In the FLAURA2 trial, researchers enrolled patients with EGFR-mutated, advanced NSCLC who had not undergone previous treatments. Of note, the trial also permitted patients who had asymptomatic central nervous system metastases that either did not require steroids or were stable for at least two weeks after receiving definitive treatment or steroids.

A total of 557 patients were randomly assigned to receive either firstline Tagrisso with chemotherapy (279 patients) or frontline Tagrisso alone (278 patients). Both groups received the assigned treatment until progression or treatment discontinuation.

Brain imaging was performed on all patients at baseline. It was also performed if, and when, disease progression occurred, although patients with central nervous system metastases at baseline underwent additional-to-scheduled assessments until progression.

Central nervous system-related endpoints were assessed and included ORR, PFS, and duration of response (DOR; the time from when a patient first responds to treatment until disease progression or death). Safety was assessed in both groups.

Researchers performed two analysis sets. The first was a central nervous system full analysis set and included patients with one or more measurable or non-measurable lesions; this set included 118 patients receiving Tagrisso plus chemotherapy and 104 patients receiving Tagrisso alone. The second set was a central nervous system evaluable for response set, which included patients with one or more measurable lesions; this set included 40 patients receiving Tagrisso plus chemotherapy and 38 patients receiving Tagrisso alone.

Findings From the Full Analysis (Measurable and Non-Measurable Lesions)

> **Extracted material**
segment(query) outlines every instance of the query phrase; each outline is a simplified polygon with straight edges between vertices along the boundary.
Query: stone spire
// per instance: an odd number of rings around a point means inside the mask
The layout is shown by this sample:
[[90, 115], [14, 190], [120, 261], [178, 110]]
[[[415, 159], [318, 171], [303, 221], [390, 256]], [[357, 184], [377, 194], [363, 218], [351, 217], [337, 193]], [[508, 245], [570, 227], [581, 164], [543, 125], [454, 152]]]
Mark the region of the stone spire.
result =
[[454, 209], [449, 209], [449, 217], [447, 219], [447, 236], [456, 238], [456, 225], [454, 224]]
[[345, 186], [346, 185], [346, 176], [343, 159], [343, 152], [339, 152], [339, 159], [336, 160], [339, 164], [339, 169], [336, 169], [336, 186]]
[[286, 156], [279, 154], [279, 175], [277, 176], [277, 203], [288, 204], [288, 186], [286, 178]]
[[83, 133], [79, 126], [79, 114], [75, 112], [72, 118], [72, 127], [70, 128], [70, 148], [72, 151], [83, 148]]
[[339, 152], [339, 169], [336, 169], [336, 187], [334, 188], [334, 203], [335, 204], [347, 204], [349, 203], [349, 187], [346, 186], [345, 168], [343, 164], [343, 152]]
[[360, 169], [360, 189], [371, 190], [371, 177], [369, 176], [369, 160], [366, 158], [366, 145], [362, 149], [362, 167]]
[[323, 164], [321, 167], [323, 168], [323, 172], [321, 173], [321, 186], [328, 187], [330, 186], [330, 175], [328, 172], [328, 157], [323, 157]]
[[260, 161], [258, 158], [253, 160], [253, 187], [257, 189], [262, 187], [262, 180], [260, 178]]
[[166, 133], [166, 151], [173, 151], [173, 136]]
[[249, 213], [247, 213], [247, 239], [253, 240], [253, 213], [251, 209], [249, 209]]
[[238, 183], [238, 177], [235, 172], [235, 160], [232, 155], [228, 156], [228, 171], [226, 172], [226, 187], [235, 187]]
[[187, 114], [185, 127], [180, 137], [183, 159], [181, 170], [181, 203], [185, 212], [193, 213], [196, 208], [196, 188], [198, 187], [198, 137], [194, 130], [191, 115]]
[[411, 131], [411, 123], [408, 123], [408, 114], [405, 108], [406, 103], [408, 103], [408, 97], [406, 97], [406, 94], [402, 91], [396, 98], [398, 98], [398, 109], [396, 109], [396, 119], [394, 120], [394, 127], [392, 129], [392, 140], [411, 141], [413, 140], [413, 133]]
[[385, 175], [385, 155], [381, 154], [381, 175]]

> **Exercise**
Rewrite the passage on the FLAURA2 trial from "In the FLAURA2" to "or treatment discontinuation.", changing "patients" to "participants". You will not need the data here.

> **Exercise solution**
In the FLAURA2 trial, researchers enrolled participants with EGFR-mutated, advanced NSCLC who had not undergone previous treatments. Of note, the trial also permitted participants who had asymptomatic central nervous system metastases that either did not require steroids or were stable for at least two weeks after receiving definitive treatment or steroids.

A total of 557 participants were randomly assigned to receive either firstline Tagrisso with chemotherapy (279 participants) or frontline Tagrisso alone (278 participants). Both groups received the assigned treatment until progression or treatment discontinuation.